----- TEXT SECTION -----
No matter how smart the controls of an HVAC system are within the classroom, the teacher ultimately needs to be able to temporarily override the system if increased ventilation is required, such as on an unusually warm September day or to help remove a distracting smell. While classrooms with operable windows give teachers the option to somewhat control ventilation, classrooms without operable windows need to provide teachers with the ability to control the HVAC system as need be.
Without question, the single most important component of the classroom of the 21st century remains a smart and engaging teacher. The teacher needs to be tech savvy and able to encourage the most distracted generation of children our nation has ever produced. School districts, superintendents and parents alike should provide these teachers with the very best classrooms available.
----- DATA SHOWN -----
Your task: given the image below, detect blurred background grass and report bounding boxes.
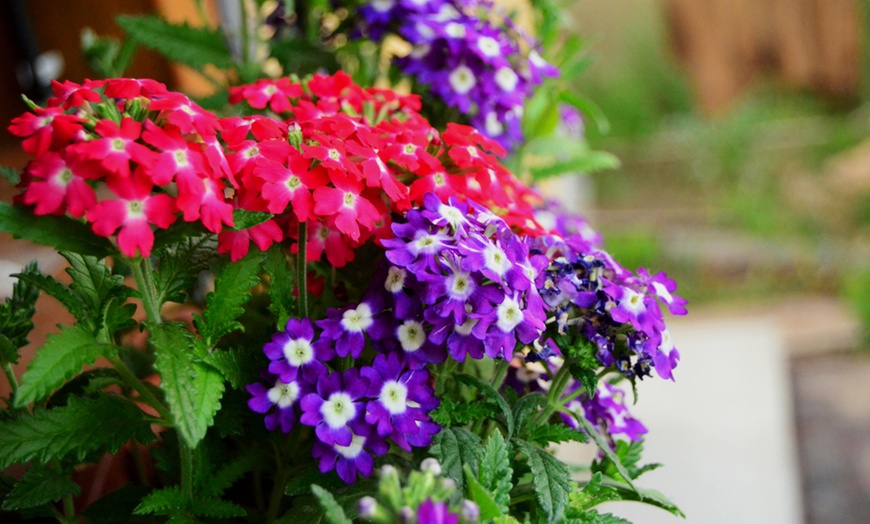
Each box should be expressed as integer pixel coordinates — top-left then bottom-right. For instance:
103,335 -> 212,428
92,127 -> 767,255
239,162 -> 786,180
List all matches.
572,0 -> 870,340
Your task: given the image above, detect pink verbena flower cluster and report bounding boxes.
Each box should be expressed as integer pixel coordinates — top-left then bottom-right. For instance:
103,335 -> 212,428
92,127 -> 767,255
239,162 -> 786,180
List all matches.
9,78 -> 234,257
220,72 -> 543,267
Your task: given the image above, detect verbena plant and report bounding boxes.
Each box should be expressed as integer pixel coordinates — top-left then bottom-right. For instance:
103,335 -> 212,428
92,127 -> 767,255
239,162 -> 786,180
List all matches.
0,1 -> 685,524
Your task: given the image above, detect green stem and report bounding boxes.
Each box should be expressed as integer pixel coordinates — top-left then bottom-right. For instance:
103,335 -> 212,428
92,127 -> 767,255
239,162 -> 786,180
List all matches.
130,257 -> 162,325
296,222 -> 308,318
106,357 -> 172,423
3,362 -> 18,396
178,433 -> 193,499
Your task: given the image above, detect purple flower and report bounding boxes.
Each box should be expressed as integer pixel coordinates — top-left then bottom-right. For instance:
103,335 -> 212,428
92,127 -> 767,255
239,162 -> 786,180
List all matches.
360,353 -> 439,451
246,373 -> 310,433
311,424 -> 390,484
299,368 -> 369,446
417,499 -> 459,524
263,318 -> 335,383
317,300 -> 386,358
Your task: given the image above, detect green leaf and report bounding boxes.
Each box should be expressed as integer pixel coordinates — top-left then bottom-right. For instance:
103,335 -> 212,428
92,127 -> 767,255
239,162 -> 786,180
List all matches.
311,484 -> 352,524
193,251 -> 265,348
232,209 -> 275,231
202,347 -> 268,389
429,398 -> 501,427
0,166 -> 21,186
479,430 -> 514,520
0,395 -> 154,469
429,428 -> 481,492
154,236 -> 214,303
133,486 -> 189,515
263,244 -> 296,329
0,262 -> 39,364
462,466 -> 507,522
0,202 -> 115,257
15,324 -> 117,408
456,373 -> 514,438
516,440 -> 572,522
523,423 -> 589,447
151,323 -> 224,448
3,465 -> 81,511
61,252 -> 133,312
190,495 -> 247,519
514,392 -> 547,436
115,16 -> 234,69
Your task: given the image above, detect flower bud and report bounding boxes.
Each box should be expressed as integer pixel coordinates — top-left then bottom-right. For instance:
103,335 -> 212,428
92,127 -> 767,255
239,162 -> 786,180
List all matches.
420,457 -> 441,477
459,499 -> 480,524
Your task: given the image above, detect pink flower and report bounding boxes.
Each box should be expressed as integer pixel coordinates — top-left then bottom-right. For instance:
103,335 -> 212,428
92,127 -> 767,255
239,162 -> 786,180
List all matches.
88,170 -> 177,257
314,177 -> 380,242
24,151 -> 97,217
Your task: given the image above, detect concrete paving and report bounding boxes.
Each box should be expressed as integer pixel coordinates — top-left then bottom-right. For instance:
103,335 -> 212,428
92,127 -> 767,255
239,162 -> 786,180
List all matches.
564,317 -> 803,524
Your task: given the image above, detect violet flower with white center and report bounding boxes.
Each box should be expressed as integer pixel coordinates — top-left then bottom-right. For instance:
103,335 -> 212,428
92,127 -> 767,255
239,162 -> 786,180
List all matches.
360,353 -> 439,451
562,381 -> 647,440
311,423 -> 390,484
263,318 -> 335,383
317,300 -> 385,358
245,373 -> 311,433
299,368 -> 369,446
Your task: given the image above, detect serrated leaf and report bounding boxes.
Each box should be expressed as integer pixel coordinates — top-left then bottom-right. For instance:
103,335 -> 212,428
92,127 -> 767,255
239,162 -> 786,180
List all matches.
191,496 -> 247,519
516,440 -> 572,523
479,430 -> 514,519
154,236 -> 214,303
133,486 -> 188,515
514,392 -> 547,436
202,347 -> 266,389
311,484 -> 352,524
462,464 -> 507,522
115,16 -> 234,69
263,245 -> 296,329
193,251 -> 265,347
151,323 -> 224,448
0,166 -> 21,186
429,428 -> 481,493
231,209 -> 275,231
0,395 -> 154,469
15,273 -> 87,320
455,373 -> 514,438
3,465 -> 81,511
15,324 -> 118,408
523,423 -> 589,447
0,202 -> 115,257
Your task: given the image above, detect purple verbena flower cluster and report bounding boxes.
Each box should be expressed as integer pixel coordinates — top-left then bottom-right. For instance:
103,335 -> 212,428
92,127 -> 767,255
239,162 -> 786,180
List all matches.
360,0 -> 559,148
533,201 -> 686,379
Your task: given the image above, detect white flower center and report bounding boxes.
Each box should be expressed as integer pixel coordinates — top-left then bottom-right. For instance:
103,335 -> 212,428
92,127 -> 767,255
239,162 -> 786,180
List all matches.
332,434 -> 366,460
267,380 -> 299,409
438,204 -> 465,228
453,317 -> 477,337
378,380 -> 408,415
369,0 -> 396,13
483,244 -> 511,276
485,111 -> 504,136
495,67 -> 520,93
448,64 -> 477,95
444,22 -> 465,38
447,271 -> 474,300
127,200 -> 145,219
284,338 -> 314,367
341,302 -> 375,333
653,282 -> 674,304
320,391 -> 356,428
396,320 -> 426,353
496,297 -> 523,333
384,266 -> 408,293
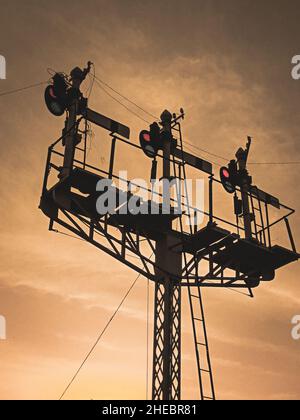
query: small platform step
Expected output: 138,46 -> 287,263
107,201 -> 180,240
272,245 -> 300,270
172,223 -> 231,254
212,239 -> 299,276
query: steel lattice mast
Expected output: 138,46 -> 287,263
40,63 -> 299,400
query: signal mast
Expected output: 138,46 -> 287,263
40,62 -> 299,400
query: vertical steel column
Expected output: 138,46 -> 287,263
152,111 -> 182,400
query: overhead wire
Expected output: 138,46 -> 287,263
0,80 -> 48,97
59,274 -> 141,400
95,78 -> 150,124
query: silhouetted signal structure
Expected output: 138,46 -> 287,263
40,64 -> 299,400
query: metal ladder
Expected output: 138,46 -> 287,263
174,121 -> 216,401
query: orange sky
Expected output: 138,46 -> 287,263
0,0 -> 300,399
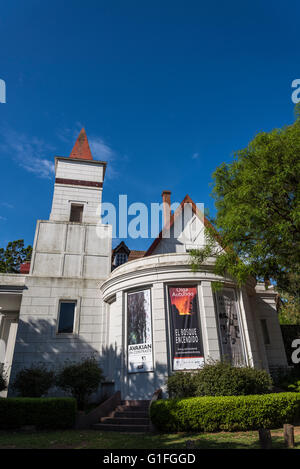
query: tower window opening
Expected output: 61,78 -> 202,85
70,204 -> 83,223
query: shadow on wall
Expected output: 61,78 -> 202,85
8,319 -> 167,401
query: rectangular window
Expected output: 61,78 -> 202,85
70,204 -> 83,223
57,301 -> 76,334
216,288 -> 246,366
260,319 -> 270,345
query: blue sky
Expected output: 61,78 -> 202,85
0,0 -> 300,249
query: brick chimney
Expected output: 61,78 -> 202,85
161,191 -> 171,227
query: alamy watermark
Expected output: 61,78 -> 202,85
96,194 -> 204,244
291,78 -> 300,104
0,78 -> 6,104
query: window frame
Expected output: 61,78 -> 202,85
55,298 -> 79,337
260,318 -> 271,347
69,202 -> 84,223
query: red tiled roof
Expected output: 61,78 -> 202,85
70,128 -> 93,160
145,194 -> 221,257
128,249 -> 146,261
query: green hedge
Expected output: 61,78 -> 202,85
-----
EXERCISE DESCRIPTION: According to the classroom text, what is the single most important component of the classroom of the 21st century? Please answer in a few words.

SOLUTION: A smart and engaging teacher.